» **Tareas por realizar**
**1)** Reproduce sin cambios el pasaje del texto sobre Vukovar que arranca con las palabras "ABC 06.11.10" y concluye con "los antiguos vecinos.".
**2)** Responde según el texto sobre Vukovar:
(a) ¿Qué presidente serbio aparece rindiendo homenaje a quienes murieron allí?
(b) ¿En qué río confluye el Vuka?
(c) ¿En qué aldea murieron acribillados los policías croatas?

» **Fragmento seleccionado**
....

ABC 06.11.10
Quienes vivimos aquel otoño de 1991 en la región croata de
Eslavonia y asistimos a la agonía de su capital Vukovar, no hemos podido evitar
la emoción ante la imagen del presidente serbio, Boris Tadic, rindiendo
homenaje a todos los que allí murieron o enloquecieron. Y serán muchos los que
han rememorado las terribles imágenes que desde entonces retienen más allá de
la retina, en el alma y en los sueños. Nadie que la viviera podrá jamás olvidar
aquella inmensa, insólita crueldad que se abatió sobre la pequeña ciudad
barroca, durante siglos una coqueta población en la afluencia del río Vuka al
ya inmenso Danubio, rodeada de viñas y huertas. No era entonces, nada más
comenzar la guerra que habría de prolongarse cinco años, verosímil ni creíble
aquel gozo en el matar, aquel placer desatado en el dolor y el sufrimiento de
los antiguos vecinos.
Allí, casi lejos de los Balcanes, donde la gran planicie
panónica abre paso a Centroeuropa, estalló el polvorín entre las dos grandes
etnias y culturas de los eslavos del sur, serbios y croatas. Fue en la diminuta
aldea de Borovo Selo, muy cerca de Vukovar donde murieron acribillados los
policías croatas cuando se izaba la bandera serbia en el ayuntamiento. Los que
acudimos allá vimos pronto que aquello no tenía marcha atrás. Pero nunca pensó
nadie en la orgía de crueldad que habría de desplegarse.

....

» **Datos extraídos**
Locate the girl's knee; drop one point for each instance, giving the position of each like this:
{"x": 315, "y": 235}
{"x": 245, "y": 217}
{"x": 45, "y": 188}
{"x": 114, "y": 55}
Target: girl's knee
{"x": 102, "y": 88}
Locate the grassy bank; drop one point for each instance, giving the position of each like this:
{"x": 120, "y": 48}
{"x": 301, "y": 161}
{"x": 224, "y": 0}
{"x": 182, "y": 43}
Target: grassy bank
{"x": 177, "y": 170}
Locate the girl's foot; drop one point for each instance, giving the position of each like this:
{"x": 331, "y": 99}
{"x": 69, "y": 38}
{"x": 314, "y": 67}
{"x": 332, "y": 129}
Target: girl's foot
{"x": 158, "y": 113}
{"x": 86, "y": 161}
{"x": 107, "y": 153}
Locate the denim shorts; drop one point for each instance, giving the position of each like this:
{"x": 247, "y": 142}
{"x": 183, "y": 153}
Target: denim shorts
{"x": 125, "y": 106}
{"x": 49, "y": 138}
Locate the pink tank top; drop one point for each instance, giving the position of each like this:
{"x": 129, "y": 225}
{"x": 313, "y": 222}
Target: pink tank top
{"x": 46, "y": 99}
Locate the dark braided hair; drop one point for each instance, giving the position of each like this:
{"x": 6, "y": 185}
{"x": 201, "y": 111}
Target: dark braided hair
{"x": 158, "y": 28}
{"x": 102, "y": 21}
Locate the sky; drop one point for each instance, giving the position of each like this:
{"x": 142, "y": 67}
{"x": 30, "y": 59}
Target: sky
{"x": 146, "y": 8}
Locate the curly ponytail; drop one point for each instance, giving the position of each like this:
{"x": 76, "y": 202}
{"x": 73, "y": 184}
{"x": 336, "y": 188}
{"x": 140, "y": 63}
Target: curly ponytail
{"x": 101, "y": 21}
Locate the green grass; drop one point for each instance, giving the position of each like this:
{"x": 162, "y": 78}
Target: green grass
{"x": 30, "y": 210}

....

» **Ejercicio resuelto**
**1)**
ABC 06.11.10
Quienes vivimos aquel otoño de 1991 en la región croata de
Eslavonia y asistimos a la agonía de su capital Vukovar, no hemos podido evitar
la emoción ante la imagen del presidente serbio, Boris Tadic, rindiendo
homenaje a todos los que allí murieron o enloquecieron. Y serán muchos los que
han rememorado las terribles imágenes que desde entonces retienen más allá de
la retina, en el alma y en los sueños. Nadie que la viviera podrá jamás olvidar
aquella inmensa, insólita crueldad que se abatió sobre la pequeña ciudad
barroca, durante siglos una coqueta población en la afluencia del río Vuka al
ya inmenso Danubio, rodeada de viñas y huertas. No era entonces, nada más
comenzar la guerra que habría de prolongarse cinco años, verosímil ni creíble
aquel gozo en el matar, aquel placer desatado en el dolor y el sufrimiento de
los antiguos vecinos.

**2)**
(a) Boris Tadic.
(b) En el Danubio.
(c) En Borovo Selo.